A Dad Shares a Heartbreaking Warning About Button Batteries After His Daughter Swallowed One And Lost Her Life
Parents know the dangers of button batteries, but what they may not know is how commonly they are used in everyday items. While the batteries are useful for many devices, they can be proven fatal for children who swallow them.
George Asan lost his 2-year-old daughter Francesca after she swallowed a small button battery in May 2016.
The toddler didn’t choke on the battery or die from lack of oxygen. Instead, the battery started to corrode inside Francesca’s body and caused internal bleeding.
George has spoken out in a video, in the hope it prevents another toddler from the same fate.
“It is very hard for me to talk about losing Francesca. I feel guilty. Unfortunately, we didn’t see anything wrong, no signs,” George said in a clip made with Child Accident Prevention Trust to warn other parents.
“We found that it was a button battery and straight away I went to the cabinet and we had the 3D glasses for the TV. It was one of the spare batteries, in the original box of the glasses, which was in another box.”
In the US, according to Children’s Hospital of Philadelphia, 3,400 children swallowed button batteries in 2010.

* * * * * * *

Task set
1) Could you write out the part of the button battery article between "The toddler didn’t" and "warn other parents.", inclusive?
2) Can you extend the button battery article, picking up right after its last sentence?
The dataset listing plays no part in this work.

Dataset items
* * * * * * *

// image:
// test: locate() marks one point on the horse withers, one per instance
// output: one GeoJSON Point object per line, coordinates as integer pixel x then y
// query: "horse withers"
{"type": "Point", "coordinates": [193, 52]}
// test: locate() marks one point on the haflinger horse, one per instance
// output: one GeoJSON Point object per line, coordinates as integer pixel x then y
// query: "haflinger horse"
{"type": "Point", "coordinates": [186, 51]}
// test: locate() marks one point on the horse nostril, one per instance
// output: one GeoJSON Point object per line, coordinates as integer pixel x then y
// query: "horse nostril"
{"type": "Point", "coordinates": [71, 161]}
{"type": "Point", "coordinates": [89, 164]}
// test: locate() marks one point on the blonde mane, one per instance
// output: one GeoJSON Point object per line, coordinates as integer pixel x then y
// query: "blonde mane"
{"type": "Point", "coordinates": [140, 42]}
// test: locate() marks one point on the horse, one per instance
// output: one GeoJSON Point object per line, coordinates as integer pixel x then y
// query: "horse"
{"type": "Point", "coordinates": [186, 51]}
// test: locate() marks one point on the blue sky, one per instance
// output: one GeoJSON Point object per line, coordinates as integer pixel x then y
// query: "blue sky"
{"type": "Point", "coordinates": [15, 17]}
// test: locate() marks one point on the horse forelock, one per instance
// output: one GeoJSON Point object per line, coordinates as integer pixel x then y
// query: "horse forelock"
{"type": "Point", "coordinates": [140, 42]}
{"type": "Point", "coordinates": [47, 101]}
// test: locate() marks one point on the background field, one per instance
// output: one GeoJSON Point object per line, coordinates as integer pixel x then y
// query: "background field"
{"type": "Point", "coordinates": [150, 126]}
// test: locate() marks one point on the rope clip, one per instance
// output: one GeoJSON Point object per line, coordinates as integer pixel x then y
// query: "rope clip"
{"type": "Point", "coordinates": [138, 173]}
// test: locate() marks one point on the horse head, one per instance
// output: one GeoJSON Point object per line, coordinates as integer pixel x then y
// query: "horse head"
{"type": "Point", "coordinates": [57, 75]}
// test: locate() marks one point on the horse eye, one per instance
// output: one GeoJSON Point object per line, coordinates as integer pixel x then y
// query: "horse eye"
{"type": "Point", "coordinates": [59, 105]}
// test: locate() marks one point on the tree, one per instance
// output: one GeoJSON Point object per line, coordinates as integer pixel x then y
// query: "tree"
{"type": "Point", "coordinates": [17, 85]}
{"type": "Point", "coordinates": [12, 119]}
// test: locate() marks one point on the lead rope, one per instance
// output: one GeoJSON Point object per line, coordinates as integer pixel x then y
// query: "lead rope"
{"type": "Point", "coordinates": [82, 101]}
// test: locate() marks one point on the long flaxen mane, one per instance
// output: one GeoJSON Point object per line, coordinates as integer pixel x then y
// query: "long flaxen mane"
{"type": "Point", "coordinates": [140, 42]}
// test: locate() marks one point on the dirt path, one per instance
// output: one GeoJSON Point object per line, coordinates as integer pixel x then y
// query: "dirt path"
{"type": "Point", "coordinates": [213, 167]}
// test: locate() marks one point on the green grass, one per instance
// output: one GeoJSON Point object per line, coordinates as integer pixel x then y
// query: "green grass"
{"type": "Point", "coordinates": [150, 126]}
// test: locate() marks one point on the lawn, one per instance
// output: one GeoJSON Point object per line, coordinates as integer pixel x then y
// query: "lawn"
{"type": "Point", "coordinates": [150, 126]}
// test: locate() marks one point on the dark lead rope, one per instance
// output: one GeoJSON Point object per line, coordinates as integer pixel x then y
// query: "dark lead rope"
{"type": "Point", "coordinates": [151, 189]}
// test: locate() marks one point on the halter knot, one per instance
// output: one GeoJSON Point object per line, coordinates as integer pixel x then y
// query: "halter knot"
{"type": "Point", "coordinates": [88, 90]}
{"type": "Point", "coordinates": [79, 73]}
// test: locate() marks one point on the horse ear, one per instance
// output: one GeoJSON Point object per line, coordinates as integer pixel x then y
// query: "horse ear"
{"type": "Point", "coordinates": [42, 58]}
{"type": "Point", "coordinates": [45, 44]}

* * * * * * *

Answers provided
1)
The toddler didn’t choke on the battery or die from lack of oxygen. Instead, the battery started to corrode inside Francesca’s body and caused internal bleeding.
George has spoken out in a video, in the hope it prevents another toddler from the same fate.
“It is very hard for me to talk about losing Francesca. I feel guilty. Unfortunately, we didn’t see anything wrong, no signs,” George said in a clip made with Child Accident Prevention Trust to warn other parents.

2)
Symptoms can include, sudden crying, drooling, decreased eating or drinking, hoarse voice, chest or abdominal pain, trouble swallowing, vomiting, and blood in saliva and stool.
If a parent thinks their child has swallowed a button battery, they must seek medical assistance immediately. Even if there are no signs of choking or signs of distress.
“If a button battery, particularly a lithium button battery, gets stuck in the throat or gullet, energy from the battery can react with saliva to make the body create caustic soda. This is the same chemical used to unblock drains,” the CAPT website says. “This can burn a hole through the throat and can lead to serious internal bleeding and death. The reaction can happen in as little as two hours.”
Parents must be vigilant with spare button batteries, making sure they are stored out of children’s reach.
George hopes his experience can raise awareness on how dangerous these button batteries are and how commonly they are used in items around the home.
If you believe your child has swallowed a button battery, seek immediate medical help by heading to the hospital emergency centre.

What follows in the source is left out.